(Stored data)

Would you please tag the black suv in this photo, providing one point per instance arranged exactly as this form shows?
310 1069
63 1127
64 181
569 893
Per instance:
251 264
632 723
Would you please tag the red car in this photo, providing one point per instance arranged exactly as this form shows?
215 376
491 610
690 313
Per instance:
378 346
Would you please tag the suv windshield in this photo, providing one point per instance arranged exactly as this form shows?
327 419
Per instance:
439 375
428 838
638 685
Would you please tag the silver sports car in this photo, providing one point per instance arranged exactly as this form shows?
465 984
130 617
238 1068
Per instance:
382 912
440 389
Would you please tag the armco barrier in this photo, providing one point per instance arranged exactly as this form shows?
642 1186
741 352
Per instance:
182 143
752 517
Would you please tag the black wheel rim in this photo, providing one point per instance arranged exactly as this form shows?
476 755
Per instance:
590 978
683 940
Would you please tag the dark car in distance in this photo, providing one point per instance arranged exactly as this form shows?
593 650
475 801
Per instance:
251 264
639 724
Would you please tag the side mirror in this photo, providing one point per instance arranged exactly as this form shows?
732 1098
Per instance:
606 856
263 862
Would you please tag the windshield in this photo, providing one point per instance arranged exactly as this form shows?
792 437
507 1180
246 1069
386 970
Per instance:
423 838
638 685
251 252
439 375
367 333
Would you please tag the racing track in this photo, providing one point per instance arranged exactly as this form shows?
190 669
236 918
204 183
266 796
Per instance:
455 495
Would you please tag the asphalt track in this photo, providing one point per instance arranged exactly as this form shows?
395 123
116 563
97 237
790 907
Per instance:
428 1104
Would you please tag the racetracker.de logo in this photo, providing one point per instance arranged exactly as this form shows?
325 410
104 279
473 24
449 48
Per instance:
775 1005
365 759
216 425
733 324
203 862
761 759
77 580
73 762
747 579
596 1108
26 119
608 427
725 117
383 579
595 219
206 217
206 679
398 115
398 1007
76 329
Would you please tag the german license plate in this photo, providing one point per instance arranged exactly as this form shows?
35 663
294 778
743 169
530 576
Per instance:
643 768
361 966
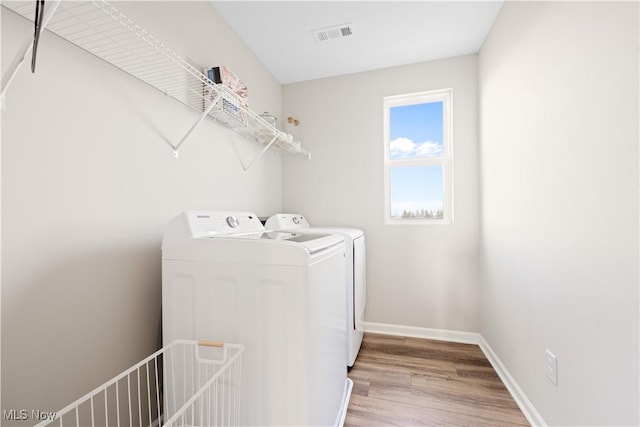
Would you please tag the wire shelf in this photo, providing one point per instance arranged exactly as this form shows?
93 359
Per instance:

* * *

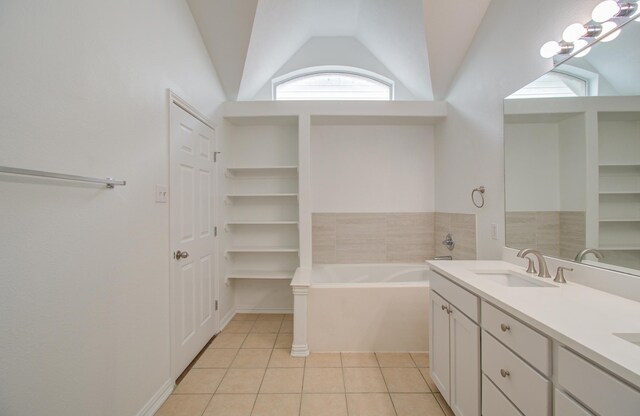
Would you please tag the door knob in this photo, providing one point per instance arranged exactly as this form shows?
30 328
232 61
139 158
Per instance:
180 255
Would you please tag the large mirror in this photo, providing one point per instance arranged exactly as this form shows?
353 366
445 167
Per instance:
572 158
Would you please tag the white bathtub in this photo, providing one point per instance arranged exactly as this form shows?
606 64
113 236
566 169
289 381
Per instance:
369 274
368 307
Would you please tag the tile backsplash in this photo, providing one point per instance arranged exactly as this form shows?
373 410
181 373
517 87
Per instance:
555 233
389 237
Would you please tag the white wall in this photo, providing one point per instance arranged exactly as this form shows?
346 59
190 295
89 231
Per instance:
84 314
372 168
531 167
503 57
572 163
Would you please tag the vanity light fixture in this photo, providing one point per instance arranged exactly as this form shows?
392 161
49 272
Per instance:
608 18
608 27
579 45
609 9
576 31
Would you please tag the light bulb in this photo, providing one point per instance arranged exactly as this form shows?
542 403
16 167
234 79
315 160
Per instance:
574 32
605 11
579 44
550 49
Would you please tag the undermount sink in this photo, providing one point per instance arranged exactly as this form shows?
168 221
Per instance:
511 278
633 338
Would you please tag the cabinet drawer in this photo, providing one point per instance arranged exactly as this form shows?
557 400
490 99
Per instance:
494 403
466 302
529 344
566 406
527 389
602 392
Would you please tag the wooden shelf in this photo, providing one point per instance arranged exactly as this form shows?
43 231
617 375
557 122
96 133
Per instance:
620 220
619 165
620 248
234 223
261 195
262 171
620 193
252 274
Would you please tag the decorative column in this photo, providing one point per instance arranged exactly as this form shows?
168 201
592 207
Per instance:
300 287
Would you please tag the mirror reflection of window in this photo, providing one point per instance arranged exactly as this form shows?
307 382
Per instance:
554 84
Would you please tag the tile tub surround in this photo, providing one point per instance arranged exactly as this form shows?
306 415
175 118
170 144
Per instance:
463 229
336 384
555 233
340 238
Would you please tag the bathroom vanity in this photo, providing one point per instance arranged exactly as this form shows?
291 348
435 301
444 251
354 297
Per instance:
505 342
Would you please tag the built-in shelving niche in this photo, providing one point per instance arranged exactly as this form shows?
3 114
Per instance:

▶ _Task prompt_:
Pull out every line of the stored data above that contains the string "black".

▶ _Task response_:
Would you please tag the black suv in this photo, providing one point per instance arranged exactly as this form shows?
Would you please tag the black wheel rim in this photo, providing one point per instance arranged exactly as this form shows?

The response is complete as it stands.